TASK INSTRUCTIONS:
(a) Return the stretch of the article on William Shatner from "William Shatner. Wow." through "it’s really him.)", copied word for word.
(b) Summarize the article on William Shatner in two sentences.

ARTICLE:
== == ==
William Shatner’s $30 Billion Kickstarter Campaign to Save California

Exclusive: William Shatner’s $30 Billion Kickstarter Campaign to Save California



William Shatner. Wow. He’s 84 years old, looks 65, and juggles a schedule that would exhaust a team of 10. Book projects, TV projects, tech projects, horse-riding projects, charity projects. And his willingness to embrace the tech world is impressive; he’s got YouTube channels, he’s conducted Kickstarter projects, and he has a huge Twitter presence: more than 2 million followers. (He’s tweeted 30,000 times so far — and yes, it’s really him.)

The hour he spent with me in a Yahoo Tech Mix interview wasn’t even enough to scratch the surface.

Exclusive: William Shatner’s $30 Billion Kickstarter Campaign to Save California
We’ll post more of that interview shortly, but this bit couldn’t wait: “You’re gonna get a scoop here,” Shatner told me. This is it.
== == ==
GIVEN RECORDS:

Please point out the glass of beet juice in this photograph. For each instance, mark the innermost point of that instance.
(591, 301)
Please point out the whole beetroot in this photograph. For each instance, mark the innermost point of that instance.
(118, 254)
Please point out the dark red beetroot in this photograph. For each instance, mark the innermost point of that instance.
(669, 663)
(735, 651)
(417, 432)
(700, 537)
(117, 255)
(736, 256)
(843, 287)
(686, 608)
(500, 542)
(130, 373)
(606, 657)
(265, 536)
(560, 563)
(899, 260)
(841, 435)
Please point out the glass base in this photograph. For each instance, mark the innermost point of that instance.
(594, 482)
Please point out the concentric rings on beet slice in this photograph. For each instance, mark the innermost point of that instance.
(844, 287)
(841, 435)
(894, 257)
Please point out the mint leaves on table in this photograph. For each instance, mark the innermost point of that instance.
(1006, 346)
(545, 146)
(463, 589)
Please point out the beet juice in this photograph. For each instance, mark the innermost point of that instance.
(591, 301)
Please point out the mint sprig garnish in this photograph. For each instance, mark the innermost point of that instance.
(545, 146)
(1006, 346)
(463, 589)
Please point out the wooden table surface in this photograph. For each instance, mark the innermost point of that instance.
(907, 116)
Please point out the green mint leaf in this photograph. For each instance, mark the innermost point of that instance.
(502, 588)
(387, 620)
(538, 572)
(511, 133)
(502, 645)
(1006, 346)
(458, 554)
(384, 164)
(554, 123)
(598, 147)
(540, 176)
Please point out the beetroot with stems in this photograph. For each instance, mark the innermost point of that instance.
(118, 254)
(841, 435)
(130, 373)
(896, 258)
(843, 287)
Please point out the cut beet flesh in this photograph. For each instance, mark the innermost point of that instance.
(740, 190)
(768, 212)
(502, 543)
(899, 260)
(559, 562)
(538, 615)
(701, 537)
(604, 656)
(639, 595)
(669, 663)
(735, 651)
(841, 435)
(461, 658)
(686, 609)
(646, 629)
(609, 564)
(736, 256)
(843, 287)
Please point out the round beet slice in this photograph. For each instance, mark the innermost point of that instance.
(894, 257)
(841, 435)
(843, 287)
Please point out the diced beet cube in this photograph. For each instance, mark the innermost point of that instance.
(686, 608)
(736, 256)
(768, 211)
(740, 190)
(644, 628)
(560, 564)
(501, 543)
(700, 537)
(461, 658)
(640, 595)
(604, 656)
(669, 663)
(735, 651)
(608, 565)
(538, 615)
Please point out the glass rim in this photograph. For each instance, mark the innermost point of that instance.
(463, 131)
== == ==
ANSWERS TO EACH TASK:
(a)
William Shatner. Wow. He’s 84 years old, looks 65, and juggles a schedule that would exhaust a team of 10. Book projects, TV projects, tech projects, horse-riding projects, charity projects. And his willingness to embrace the tech world is impressive; he’s got YouTube channels, he’s conducted Kickstarter projects, and he has a huge Twitter presence: more than 2 million followers. (He’s tweeted 30,000 times so far — and yes, it’s really him.)

(b) At 84, William Shatner juggles book, TV, tech, horse-riding and charity projects and has embraced the tech world through YouTube channels, Kickstarter projects and a Twitter following of more than 2 million. During an hour-long Yahoo Tech Mix interview, which the author says barely scratched the surface, Shatner offered a scoop: a $30 billion Kickstarter campaign to save California.